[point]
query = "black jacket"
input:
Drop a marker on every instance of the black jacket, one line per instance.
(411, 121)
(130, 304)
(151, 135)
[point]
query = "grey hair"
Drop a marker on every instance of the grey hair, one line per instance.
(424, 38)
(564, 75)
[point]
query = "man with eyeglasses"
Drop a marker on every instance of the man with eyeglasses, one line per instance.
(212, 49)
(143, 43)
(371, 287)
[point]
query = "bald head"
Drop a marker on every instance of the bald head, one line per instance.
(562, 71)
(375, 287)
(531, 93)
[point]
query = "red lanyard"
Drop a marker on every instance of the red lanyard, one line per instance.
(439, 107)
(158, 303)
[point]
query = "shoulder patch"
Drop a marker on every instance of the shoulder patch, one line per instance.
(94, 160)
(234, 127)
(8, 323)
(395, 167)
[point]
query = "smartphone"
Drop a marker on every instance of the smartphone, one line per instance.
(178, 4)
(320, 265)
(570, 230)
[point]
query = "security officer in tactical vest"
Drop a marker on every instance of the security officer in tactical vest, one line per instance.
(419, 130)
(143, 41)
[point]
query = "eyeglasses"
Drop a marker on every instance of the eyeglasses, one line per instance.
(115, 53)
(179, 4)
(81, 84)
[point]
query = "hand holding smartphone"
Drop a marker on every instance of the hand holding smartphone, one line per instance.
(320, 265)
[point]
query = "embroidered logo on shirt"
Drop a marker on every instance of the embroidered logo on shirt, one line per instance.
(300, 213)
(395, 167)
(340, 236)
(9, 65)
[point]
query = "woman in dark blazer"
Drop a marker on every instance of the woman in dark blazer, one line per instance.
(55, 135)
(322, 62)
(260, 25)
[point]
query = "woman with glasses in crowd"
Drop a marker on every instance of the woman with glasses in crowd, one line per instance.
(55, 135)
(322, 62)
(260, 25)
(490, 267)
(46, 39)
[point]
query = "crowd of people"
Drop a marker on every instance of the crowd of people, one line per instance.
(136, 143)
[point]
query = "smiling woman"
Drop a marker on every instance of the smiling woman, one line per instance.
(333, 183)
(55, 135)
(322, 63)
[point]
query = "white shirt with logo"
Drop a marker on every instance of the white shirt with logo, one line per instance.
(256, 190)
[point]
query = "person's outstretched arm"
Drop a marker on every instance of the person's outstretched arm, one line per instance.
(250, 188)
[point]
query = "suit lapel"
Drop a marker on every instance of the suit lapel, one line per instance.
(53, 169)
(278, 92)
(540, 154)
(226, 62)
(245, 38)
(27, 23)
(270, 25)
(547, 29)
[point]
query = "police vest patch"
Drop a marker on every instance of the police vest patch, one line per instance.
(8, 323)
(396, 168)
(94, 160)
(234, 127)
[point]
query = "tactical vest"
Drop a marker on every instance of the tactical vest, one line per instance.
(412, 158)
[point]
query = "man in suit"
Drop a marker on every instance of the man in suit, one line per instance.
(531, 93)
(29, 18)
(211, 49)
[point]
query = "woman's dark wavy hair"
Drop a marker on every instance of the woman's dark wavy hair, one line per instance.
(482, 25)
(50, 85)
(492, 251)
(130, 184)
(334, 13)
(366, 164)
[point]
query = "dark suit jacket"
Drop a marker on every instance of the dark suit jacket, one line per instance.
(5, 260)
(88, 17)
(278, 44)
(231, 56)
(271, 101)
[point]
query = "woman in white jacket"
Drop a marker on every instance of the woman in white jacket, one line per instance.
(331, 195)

____________

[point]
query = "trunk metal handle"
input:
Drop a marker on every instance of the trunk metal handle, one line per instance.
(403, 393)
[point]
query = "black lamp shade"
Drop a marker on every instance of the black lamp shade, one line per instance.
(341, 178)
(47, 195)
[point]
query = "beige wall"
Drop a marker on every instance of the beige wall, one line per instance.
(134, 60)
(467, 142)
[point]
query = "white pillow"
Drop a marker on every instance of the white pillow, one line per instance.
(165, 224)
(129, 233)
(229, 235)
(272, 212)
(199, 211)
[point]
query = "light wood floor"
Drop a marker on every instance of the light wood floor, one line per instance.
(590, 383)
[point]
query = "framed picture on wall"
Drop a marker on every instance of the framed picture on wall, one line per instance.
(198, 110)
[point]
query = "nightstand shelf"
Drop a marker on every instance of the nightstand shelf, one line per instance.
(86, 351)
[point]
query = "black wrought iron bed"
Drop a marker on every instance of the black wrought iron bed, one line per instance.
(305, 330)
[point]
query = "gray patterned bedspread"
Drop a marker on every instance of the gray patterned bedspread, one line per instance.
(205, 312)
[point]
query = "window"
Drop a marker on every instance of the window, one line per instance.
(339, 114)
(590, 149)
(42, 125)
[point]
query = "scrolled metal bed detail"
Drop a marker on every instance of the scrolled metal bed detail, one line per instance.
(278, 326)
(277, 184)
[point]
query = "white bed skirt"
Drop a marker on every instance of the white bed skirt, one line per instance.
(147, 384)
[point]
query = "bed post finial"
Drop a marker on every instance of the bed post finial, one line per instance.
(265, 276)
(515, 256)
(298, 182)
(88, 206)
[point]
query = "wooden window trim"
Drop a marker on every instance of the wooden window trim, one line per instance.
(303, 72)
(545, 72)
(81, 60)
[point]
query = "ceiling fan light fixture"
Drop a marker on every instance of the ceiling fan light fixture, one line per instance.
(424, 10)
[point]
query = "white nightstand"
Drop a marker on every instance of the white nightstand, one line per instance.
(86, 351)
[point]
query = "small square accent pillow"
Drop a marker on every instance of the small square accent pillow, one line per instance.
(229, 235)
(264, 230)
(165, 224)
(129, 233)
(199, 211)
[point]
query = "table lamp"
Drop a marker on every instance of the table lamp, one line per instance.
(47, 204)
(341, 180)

____________

BRIEF. Locate every line in the records that contains the word "jacket", and copy each of those lines.

WRITTEN ANSWER.
query = "black jacket"
Drop a marker on every instance of the black jacket, one line per instance.
query = "dark suit jacket"
Drop a marker on every instance of the dark suit jacket, one line per instance.
query = "woman in white jacket"
Drop a marker on every instance of the woman in white jacket, one line per instance.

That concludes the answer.